What to produce:
The lines to repeat are those below from the one containing "of the blue" down to the one containing "Target: red flower print", both included; reproduce them exactly and nothing else.
*** Source information Section Begins ***
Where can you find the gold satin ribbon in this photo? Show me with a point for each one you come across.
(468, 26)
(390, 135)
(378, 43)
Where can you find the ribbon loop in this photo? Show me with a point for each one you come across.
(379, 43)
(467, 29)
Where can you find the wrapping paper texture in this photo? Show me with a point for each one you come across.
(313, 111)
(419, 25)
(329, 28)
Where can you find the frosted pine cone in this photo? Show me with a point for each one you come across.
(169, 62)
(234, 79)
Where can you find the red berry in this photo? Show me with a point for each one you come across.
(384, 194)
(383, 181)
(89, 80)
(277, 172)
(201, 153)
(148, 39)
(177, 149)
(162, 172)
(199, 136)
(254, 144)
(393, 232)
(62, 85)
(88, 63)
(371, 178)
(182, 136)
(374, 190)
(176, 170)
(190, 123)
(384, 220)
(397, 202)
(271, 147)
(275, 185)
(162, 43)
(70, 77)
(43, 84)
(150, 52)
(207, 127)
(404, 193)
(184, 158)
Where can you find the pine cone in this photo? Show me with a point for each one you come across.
*** Source information Section Ends ***
*** Source information Section Begins ***
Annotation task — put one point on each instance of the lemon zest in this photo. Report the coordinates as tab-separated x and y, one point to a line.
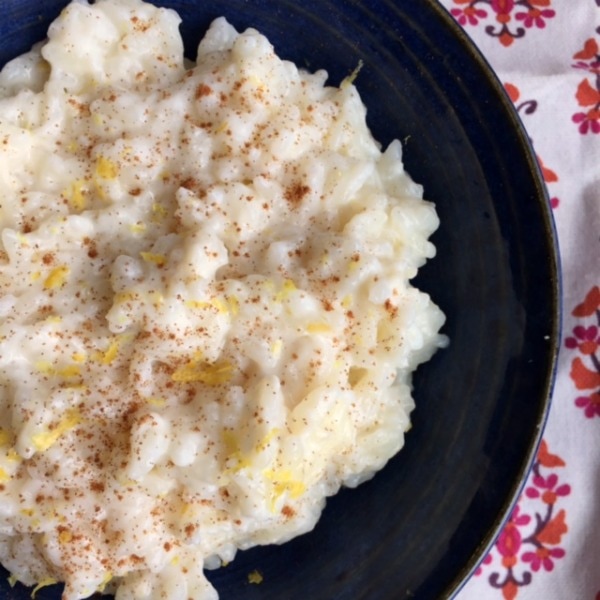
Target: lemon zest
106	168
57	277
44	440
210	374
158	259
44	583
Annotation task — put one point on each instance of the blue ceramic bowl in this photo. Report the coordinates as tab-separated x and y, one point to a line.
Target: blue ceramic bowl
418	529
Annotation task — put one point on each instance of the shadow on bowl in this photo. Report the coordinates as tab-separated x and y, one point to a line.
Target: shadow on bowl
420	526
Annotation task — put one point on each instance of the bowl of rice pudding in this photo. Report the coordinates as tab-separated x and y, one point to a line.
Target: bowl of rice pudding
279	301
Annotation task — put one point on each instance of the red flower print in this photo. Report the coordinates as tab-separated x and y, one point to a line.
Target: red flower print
*** Source information Section Ends ***
*** Source information Section Begins ***
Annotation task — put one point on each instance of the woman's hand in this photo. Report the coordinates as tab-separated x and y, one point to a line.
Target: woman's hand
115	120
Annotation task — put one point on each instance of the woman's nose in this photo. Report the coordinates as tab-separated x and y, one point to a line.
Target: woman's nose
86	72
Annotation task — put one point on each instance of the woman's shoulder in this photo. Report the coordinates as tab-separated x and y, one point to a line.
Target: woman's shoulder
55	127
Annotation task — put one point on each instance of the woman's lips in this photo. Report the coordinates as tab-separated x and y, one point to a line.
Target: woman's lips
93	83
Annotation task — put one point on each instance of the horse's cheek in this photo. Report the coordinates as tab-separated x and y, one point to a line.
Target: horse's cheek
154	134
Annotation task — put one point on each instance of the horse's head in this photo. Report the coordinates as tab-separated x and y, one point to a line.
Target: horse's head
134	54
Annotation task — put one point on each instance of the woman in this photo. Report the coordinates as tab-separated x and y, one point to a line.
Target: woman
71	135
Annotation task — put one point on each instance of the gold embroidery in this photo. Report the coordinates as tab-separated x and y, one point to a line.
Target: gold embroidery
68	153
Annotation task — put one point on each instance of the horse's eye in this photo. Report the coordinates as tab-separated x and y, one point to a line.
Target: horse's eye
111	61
*** Source information Section Ends ***
Your response:
Annotation task — put one point on each instance of the blue ceramic bowl in this photo. Report the coordinates as tab-separated x and y, one point to a line.
Target: blue ceramic bowl
418	529
Annotation task — put one point on each instance of the shadow on bowl in this photo. Report the coordinates as tab-separated x and y, one point to a line.
Target: shadow on bowl
420	526
Annotation task — put one point on each instance of the bowl of rice pudding in this photo. Report the coordinates as tab-separated x and y, one point to a line.
Target: bowl of rice pudding
279	301
Annotation task — put one point on each instance of the red flower print in this photo. Report the coordinates as tab-separated x and y, one point to a line.
Target: red flower print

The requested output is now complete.